Pointing and labeling records:
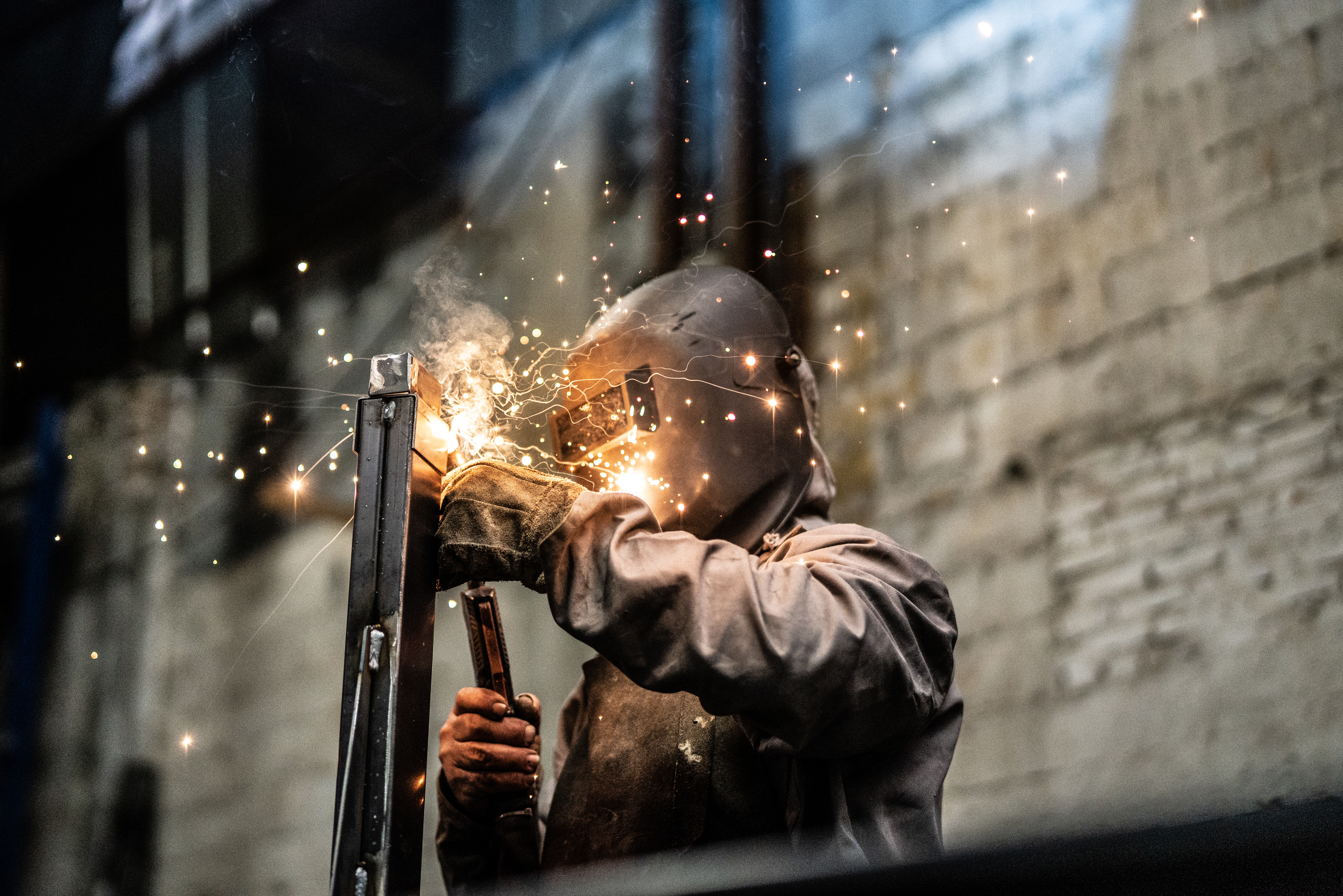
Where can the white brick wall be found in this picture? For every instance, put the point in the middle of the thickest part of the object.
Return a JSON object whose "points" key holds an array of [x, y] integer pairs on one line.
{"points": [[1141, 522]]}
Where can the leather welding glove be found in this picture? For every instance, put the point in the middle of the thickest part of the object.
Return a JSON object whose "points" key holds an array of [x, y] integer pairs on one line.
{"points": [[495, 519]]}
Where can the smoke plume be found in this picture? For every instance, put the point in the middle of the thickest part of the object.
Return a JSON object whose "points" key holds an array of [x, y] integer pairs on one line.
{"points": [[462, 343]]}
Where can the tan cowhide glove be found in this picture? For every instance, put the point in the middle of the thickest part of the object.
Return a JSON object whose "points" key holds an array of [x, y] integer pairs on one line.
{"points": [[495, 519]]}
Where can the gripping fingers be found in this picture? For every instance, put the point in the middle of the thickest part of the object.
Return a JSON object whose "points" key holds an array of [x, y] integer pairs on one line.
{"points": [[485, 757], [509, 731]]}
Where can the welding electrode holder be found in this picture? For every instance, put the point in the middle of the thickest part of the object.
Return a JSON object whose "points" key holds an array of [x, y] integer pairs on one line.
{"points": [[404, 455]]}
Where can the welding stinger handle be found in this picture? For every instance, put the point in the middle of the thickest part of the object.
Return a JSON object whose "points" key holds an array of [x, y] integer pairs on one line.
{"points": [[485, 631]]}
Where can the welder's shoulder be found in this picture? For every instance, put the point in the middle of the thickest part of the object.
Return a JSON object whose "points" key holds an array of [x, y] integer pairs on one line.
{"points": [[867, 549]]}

...

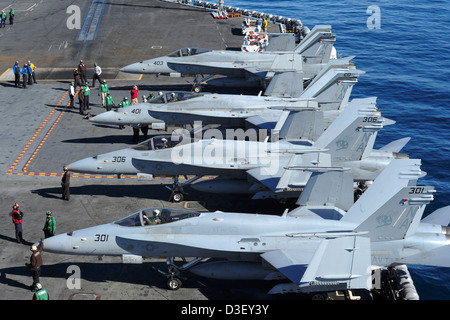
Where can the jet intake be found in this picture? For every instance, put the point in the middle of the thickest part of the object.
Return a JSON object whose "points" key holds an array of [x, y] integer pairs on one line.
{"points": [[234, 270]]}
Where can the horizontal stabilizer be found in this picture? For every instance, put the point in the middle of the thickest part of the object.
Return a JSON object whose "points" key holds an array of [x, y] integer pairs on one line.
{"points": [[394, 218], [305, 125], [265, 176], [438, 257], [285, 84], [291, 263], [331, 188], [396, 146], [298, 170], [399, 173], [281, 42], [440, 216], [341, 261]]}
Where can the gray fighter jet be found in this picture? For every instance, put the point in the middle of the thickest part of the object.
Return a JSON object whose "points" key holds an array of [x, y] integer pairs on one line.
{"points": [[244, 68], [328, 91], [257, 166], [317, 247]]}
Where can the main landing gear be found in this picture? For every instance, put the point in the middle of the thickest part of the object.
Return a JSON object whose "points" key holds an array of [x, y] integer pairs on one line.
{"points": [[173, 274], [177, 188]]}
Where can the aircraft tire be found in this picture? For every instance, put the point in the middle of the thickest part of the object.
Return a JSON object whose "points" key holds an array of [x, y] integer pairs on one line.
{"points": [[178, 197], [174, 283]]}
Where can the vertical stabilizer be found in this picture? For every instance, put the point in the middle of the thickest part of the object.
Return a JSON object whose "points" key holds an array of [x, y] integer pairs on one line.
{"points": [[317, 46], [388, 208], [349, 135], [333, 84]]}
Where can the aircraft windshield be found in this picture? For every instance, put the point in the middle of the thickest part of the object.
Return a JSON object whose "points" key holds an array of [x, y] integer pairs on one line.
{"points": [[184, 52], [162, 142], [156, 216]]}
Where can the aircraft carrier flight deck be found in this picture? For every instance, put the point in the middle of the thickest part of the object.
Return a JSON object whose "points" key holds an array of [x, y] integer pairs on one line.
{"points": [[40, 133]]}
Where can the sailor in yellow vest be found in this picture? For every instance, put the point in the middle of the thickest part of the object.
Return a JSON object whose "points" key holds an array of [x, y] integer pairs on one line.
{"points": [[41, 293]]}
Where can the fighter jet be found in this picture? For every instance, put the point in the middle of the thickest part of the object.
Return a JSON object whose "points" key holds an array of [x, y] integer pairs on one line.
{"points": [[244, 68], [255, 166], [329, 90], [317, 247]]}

...

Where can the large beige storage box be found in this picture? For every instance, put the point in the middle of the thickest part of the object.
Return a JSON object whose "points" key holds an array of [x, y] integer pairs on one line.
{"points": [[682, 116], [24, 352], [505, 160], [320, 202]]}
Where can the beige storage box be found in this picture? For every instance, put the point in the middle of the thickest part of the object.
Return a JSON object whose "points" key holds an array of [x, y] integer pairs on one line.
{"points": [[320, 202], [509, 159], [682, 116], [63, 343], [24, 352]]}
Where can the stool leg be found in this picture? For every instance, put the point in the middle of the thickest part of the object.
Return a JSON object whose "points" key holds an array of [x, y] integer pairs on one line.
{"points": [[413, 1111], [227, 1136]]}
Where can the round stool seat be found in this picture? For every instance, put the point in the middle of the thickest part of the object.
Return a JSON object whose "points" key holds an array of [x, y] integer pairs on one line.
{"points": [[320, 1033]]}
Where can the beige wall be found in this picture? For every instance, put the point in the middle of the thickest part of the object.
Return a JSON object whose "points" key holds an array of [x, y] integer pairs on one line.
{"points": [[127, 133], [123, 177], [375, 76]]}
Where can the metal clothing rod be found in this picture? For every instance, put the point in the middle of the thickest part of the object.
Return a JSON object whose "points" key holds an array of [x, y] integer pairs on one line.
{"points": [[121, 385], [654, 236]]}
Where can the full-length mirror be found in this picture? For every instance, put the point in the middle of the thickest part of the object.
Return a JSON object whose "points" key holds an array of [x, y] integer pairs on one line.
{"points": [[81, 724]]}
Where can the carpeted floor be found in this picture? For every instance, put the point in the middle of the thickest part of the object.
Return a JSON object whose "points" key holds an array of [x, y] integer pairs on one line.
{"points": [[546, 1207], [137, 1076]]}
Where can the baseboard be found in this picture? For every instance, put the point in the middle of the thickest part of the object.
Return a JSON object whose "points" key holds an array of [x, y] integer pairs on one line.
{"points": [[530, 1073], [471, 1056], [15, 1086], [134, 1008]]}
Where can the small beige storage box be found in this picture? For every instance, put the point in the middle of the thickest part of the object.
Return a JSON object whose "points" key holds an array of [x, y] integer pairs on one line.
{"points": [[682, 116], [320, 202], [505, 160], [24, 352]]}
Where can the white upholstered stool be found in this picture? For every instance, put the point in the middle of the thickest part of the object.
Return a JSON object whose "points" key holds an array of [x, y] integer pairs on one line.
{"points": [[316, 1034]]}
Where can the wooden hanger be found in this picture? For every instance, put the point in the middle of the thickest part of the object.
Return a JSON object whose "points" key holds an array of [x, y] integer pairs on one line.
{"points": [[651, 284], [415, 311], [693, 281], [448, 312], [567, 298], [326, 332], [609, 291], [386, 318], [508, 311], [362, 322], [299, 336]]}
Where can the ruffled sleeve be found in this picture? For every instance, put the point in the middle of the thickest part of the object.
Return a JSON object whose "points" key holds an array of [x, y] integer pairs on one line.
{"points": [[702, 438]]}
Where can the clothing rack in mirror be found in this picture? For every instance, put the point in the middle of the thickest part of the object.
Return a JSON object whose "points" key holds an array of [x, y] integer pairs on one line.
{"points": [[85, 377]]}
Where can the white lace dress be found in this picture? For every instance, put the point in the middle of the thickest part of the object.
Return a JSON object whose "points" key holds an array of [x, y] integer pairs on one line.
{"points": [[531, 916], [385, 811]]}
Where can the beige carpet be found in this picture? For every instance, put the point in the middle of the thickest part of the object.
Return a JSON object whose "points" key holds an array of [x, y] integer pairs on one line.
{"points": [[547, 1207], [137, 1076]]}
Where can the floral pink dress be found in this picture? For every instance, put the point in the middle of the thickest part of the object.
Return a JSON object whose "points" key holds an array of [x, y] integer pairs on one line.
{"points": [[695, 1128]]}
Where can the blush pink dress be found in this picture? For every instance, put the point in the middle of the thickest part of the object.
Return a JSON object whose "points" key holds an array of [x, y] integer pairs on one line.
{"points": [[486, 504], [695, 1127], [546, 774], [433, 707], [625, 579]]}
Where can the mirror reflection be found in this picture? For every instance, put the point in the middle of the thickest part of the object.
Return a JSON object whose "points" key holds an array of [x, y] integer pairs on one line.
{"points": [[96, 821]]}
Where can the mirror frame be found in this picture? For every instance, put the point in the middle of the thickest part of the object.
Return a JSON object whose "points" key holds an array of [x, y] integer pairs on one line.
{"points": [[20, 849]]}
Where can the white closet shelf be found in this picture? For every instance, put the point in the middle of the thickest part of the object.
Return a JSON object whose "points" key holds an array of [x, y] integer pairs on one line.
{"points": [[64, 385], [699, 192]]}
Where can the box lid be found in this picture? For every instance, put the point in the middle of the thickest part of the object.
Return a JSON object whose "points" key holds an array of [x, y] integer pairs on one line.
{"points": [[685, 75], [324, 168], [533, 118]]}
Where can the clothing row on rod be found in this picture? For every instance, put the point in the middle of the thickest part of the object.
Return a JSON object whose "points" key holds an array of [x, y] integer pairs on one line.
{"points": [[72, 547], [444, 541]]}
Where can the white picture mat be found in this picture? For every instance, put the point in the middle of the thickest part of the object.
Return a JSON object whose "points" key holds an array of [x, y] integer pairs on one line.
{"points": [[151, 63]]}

WHAT THE EXERCISE ASKS: State how many lines of the records above contain the word "mirror". Give only the number.

SOLUTION TO THIS TASK: 4